TEXT SHOWN
My second year, I provided small-group academic intervention in reading. My roster shrank from over 400 students to under 60, but for the first time I was subject to the same intense scrutiny of my teaching (not to mention my ability to sift through sanity-crushing loads of data) as everyone else. I survived weeks (months, even) when it felt like I was testing more than teaching and other weeks (other months, even) when it felt like I was covering other teachers' classes more than teaching. When the year was over, I felt I had finally developed a niche as a reading teacher...only to have my principal decide to place me in a classroom of my own.
At the beginning of this year, I had a running debate with myself over whether this year's start was harder or easier than my first year. In my first year, I didn't know a soul; at least this year, I had a support network of other teachers. In my first year, though, I got to flee the classroom after 50 minutes; this year, I had to stick it out with my most challenging students all day.
Was it easy to deal with William and Julio, to battle the Not-So-Magnificent Seven and my apathetic literacy coach? To teach an above-average size class of 28 students with zero push-in support and hold in my pee for hours on end? Of course not. But did it strengthen me as a teacher? I have to hope that it did, otherwise my three years here were in vain. And I can't bring myself to believe that.

WHAT THIS EXERCISE ASKS
1. In the teaching account, transcribe everything from "My second year, I" to "classroom of my own.".
2. In the teaching account, how many students were in the class the writer taught with zero push-in support?

EXERCISE DATA
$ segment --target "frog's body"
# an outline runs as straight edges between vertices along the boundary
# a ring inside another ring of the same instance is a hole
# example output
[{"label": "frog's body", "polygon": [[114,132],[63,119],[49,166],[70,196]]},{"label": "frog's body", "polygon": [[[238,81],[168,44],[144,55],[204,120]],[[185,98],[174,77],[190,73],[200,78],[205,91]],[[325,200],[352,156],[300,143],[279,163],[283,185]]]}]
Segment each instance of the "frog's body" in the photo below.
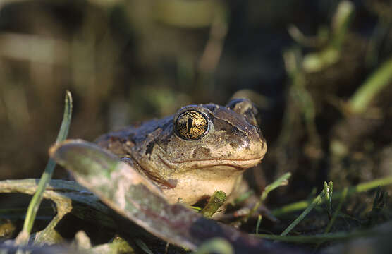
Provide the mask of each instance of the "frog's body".
[{"label": "frog's body", "polygon": [[190,105],[97,142],[153,180],[170,202],[194,204],[216,190],[229,195],[244,169],[263,159],[257,113],[247,99]]}]

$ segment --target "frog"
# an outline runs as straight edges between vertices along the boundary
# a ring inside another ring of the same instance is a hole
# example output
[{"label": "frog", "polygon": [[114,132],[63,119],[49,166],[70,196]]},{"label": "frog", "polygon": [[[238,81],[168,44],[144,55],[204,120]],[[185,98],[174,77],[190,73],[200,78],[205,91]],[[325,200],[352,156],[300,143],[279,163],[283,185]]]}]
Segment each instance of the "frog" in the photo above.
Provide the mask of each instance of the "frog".
[{"label": "frog", "polygon": [[215,190],[230,197],[245,171],[262,162],[267,145],[258,118],[247,99],[191,104],[95,142],[152,181],[170,203],[192,205]]}]

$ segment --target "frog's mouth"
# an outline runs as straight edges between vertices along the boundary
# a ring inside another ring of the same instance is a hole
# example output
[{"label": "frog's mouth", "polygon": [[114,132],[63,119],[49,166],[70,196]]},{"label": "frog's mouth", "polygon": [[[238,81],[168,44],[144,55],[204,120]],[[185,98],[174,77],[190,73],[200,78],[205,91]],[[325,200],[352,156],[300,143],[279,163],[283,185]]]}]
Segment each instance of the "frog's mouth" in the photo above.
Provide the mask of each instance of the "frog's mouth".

ANSWERS GIVEN
1.
My second year, I provided small-group academic intervention in reading. My roster shrank from over 400 students to under 60, but for the first time I was subject to the same intense scrutiny of my teaching (not to mention my ability to sift through sanity-crushing loads of data) as everyone else. I survived weeks (months, even) when it felt like I was testing more than teaching and other weeks (other months, even) when it felt like I was covering other teachers' classes more than teaching. When the year was over, I felt I had finally developed a niche as a reading teacher...only to have my principal decide to place me in a classroom of my own.

2. 28 students.